# Instructions for the task
All of the data is to be written out again exactly, without the pictures.

Records drawn from a dataset:

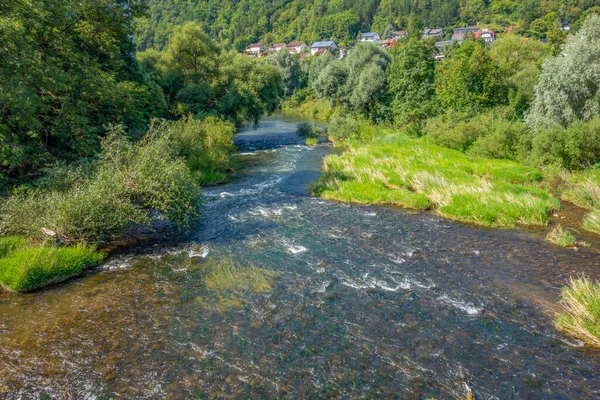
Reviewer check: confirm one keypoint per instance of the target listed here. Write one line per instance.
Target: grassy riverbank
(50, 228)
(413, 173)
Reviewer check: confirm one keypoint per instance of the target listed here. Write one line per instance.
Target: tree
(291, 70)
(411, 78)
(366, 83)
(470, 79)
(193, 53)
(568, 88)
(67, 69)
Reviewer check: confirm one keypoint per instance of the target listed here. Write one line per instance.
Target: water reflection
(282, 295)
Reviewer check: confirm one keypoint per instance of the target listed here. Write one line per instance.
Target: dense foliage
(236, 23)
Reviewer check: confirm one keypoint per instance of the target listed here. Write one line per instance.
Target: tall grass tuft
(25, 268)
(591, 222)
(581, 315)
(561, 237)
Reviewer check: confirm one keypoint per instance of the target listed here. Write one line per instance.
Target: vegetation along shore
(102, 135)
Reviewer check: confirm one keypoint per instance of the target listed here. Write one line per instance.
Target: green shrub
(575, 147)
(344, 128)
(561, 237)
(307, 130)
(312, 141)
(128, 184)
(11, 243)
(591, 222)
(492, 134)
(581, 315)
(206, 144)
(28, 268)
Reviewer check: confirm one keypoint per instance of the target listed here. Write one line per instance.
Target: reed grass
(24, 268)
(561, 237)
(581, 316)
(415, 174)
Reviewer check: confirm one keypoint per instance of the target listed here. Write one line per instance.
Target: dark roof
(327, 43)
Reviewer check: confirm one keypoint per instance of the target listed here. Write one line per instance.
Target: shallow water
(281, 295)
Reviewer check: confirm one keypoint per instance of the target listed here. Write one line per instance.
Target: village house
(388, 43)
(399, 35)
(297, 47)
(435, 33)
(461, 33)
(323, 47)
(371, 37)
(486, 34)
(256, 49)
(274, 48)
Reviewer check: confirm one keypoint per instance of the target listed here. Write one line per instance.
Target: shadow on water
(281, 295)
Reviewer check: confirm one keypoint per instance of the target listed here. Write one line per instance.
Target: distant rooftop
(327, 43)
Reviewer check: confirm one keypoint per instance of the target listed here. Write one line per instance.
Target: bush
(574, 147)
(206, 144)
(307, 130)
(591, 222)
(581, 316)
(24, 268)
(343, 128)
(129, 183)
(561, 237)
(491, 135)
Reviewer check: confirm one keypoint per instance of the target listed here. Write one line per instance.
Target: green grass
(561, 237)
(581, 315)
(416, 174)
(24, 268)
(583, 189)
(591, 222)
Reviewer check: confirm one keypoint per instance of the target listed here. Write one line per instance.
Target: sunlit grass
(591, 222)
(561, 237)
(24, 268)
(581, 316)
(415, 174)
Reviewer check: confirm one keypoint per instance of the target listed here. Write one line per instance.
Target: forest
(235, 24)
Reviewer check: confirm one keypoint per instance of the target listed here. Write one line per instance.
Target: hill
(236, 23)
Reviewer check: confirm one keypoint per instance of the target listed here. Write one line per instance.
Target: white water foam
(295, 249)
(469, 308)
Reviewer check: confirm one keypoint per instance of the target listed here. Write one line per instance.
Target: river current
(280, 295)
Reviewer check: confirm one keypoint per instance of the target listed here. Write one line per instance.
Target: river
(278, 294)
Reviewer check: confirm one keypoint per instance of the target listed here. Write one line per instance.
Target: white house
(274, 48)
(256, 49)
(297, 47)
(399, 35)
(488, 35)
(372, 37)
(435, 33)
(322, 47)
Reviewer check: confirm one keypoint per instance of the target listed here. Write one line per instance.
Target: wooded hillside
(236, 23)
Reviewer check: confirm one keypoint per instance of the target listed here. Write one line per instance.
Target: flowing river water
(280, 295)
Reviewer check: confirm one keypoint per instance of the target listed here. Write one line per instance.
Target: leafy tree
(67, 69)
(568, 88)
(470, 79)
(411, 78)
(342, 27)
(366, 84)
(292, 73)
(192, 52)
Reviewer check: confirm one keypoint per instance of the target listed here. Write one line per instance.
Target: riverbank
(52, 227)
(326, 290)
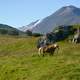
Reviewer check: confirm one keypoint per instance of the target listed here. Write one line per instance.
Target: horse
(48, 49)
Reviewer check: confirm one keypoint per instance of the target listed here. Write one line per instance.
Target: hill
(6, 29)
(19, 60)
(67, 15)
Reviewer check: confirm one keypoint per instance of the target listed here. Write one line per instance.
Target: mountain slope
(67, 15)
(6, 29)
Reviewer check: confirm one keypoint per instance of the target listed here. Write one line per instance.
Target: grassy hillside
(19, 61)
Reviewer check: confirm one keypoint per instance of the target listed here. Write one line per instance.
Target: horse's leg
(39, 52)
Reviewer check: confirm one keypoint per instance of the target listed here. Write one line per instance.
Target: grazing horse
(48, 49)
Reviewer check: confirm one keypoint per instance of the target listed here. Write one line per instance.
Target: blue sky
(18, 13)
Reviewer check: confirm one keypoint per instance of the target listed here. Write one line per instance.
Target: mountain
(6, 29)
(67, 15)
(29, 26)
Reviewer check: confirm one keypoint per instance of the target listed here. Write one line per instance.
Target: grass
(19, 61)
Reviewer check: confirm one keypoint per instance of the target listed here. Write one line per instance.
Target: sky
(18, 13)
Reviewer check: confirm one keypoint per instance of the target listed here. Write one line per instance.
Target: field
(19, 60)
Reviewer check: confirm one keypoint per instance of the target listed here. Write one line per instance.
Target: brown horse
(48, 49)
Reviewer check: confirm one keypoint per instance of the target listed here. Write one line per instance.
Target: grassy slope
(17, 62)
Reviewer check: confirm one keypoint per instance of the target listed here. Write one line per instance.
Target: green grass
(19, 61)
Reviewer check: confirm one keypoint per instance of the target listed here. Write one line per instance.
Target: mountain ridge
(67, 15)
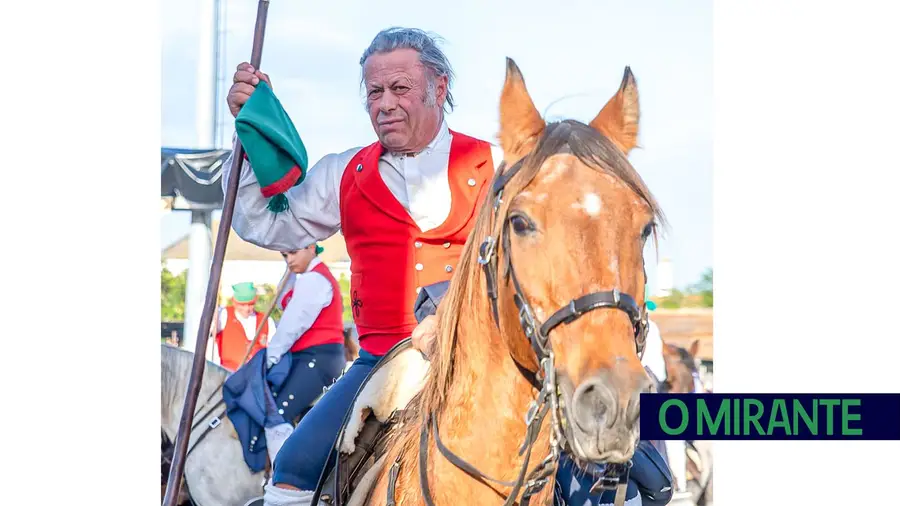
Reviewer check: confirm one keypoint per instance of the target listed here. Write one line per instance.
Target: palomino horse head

# Exercise result
Reviewer check: confirm one keypoint per instance of the target listed here. Write one line per instance.
Target: grassy riverbank
(50, 228)
(413, 173)
Reviewer check: confirm one keypoint per instance of the target listed here. Write one line per instance.
Target: tree
(291, 70)
(411, 78)
(366, 83)
(470, 79)
(193, 53)
(568, 88)
(67, 69)
Reviewer check: confirm one keypoint per instance of the target listed here. Write one line per instance.
Target: water reflection
(282, 295)
Reviewer check: confirm one keypoint per instance of the target listed here. Write one line per instance.
Target: dense foliage
(236, 23)
Reviewer check: confirm one keypoint per instance of the target listed here. Write one line per instance.
Target: tall grass tuft
(25, 268)
(591, 222)
(581, 315)
(561, 237)
Reviewer check: confirm one keypoint per instance of the target listed here. Write one line per instance.
Target: vegetation along shore
(102, 135)
Reviewer check: confirm one keypoint per instance of the target listed here. Write one line per instance.
Target: green shrub
(575, 147)
(344, 128)
(561, 237)
(307, 130)
(312, 141)
(128, 184)
(11, 243)
(591, 222)
(492, 134)
(581, 315)
(206, 144)
(28, 268)
Reviewer check: confirm one keypoint per instance of the target listed here. Write one line per instance.
Target: reed grass
(24, 268)
(561, 237)
(581, 316)
(415, 174)
Reviewer check: confirm one keypoint per instance of the target listed here. Write one line per instance.
Target: dark roof
(327, 43)
Reviewer check: confirm one keypoint per instance of the target listed here. Write one line per instance.
Target: shallow water
(281, 295)
Reviewer check: confirm one keypoint per instance of the target listed here. Write one line per instance.
Target: village house
(388, 43)
(399, 35)
(297, 47)
(435, 33)
(461, 33)
(323, 47)
(371, 37)
(486, 34)
(256, 49)
(274, 48)
Reviewer check: confirm one keypoint per instance of the target listed here. Write one line per instance.
Target: shadow on water
(281, 295)
Reviewer check: confirm one keypoint per instance of the target listed here. Write one line per instance.
Target: distant rooftop
(327, 43)
Reviewer check: confirm one keypoint per instance of the target listed here. Write one line per instance.
Target: bush
(574, 147)
(206, 144)
(307, 130)
(591, 222)
(581, 316)
(24, 268)
(343, 128)
(129, 183)
(561, 237)
(491, 135)
Reviewer check: confirm one keypoint per instance of the target listed here. Write one line per instance.
Target: green grass
(561, 237)
(581, 315)
(416, 174)
(24, 268)
(583, 189)
(591, 222)
Reviewer check: confirm one keypoint per instance of the target listed here. Write one line per instance.
Target: sunlit grass
(591, 222)
(561, 237)
(24, 268)
(581, 316)
(415, 174)
Reviewer check: confirm one keypoint per instance of the target listed here. Write one line per instance.
Target: forest
(235, 24)
Reviewer check: confirm one keypoint per instance of the target listed here. Write one line per instance.
Target: hill
(236, 23)
Reviewer check: confirm one keypoint per instance of the target listed here. Write one line per instance.
Target: white water foam
(295, 249)
(469, 308)
Reviewer check: confirm one keypoint per instance of the target listed here. Write one line per instance.
Target: river current
(280, 295)
Reviewer check: confirm one keypoint per instance of the target listed here. Write one line per instance.
Target: river
(278, 294)
Reviewer check: confirm one keypoint per instance of the target listed here. Write one line per instance.
Target: white house
(274, 48)
(256, 49)
(297, 47)
(399, 35)
(488, 35)
(372, 37)
(435, 33)
(322, 47)
Reviewer check: confirm one keypoint per instance of the target listed here. Write one line per instance.
Target: wooded hillside
(236, 23)
Reviewer check: confirm one keypoint per instance of the target listed here. Write one line per instance.
Target: flowing river water
(280, 295)
Reviewer check: confirm one keypoint per instance of the target listed here. Write one line per instance.
Target: leafy tree
(67, 69)
(568, 88)
(470, 79)
(411, 78)
(342, 27)
(366, 84)
(292, 73)
(192, 52)
Reviewer check: confirm one keypoint per instance of the target listed here. Write one line per instance.
Target: riverbank
(52, 227)
(326, 290)
Reviewer check: confirm one keypoint per instance of the target listed here. Write one line per instance.
Target: horse
(48, 49)
Reviewer check: confirm one keypoint per instance of the target listed here. Write one line per instance.
Target: hill
(6, 29)
(19, 60)
(67, 15)
Reviewer check: confirm one keypoint per instance of the target listed here. Write one line per instance.
Target: mountain slope
(67, 15)
(6, 29)
Reviewer check: confirm one keypoint per instance of the target listed here. Write one line per instance.
Target: grassy hillside
(19, 61)
Reviewer check: confirm one keypoint per instance of the target listed here. Write one line per instance.
Target: horse's leg
(39, 52)
Reviewer check: confirm one keypoint per instance of the target listed here. Write one line per instance.
Target: grazing horse
(48, 49)
Reviewer check: confirm one keypoint per instance of the target listed here. Write one line per instance.
Target: blue sky
(18, 13)
Reviewer check: confirm one keypoint per instance of the target listed here. Write one line per instance.
Target: mountain
(6, 29)
(67, 15)
(29, 26)
Reviewer check: confirm one keypoint per instance of the target listed here. Write one line per instance.
Target: grass
(19, 61)
Reviewer check: confirm one keypoint per instance of the target listed here. Write one line per instance.
Target: sky
(18, 13)
Reviewer check: confirm one keypoint per instance of the target listed here. Write one line per instance.
Target: field
(19, 60)
Reviewer check: confirm one keypoint per instance of the target listed here. Write one line per instance.
Target: brown horse
(48, 49)
Reviewer check: confirm one keypoint per instance of the target listed here. Write one line per instance.
Target: grassy slope
(17, 62)
Reviewer check: confirm one keypoint per instance of the target listed here. Write one line per instance.
Target: green grass
(19, 61)
Reviewer check: confirm one keypoint per instance of the target listed here. Write one line per instance.
Target: mountain ridge
(67, 15)
Reviewer check: confirm one keypoint per instance of the target listed here. Write one line per instance.
Target: palomino horse head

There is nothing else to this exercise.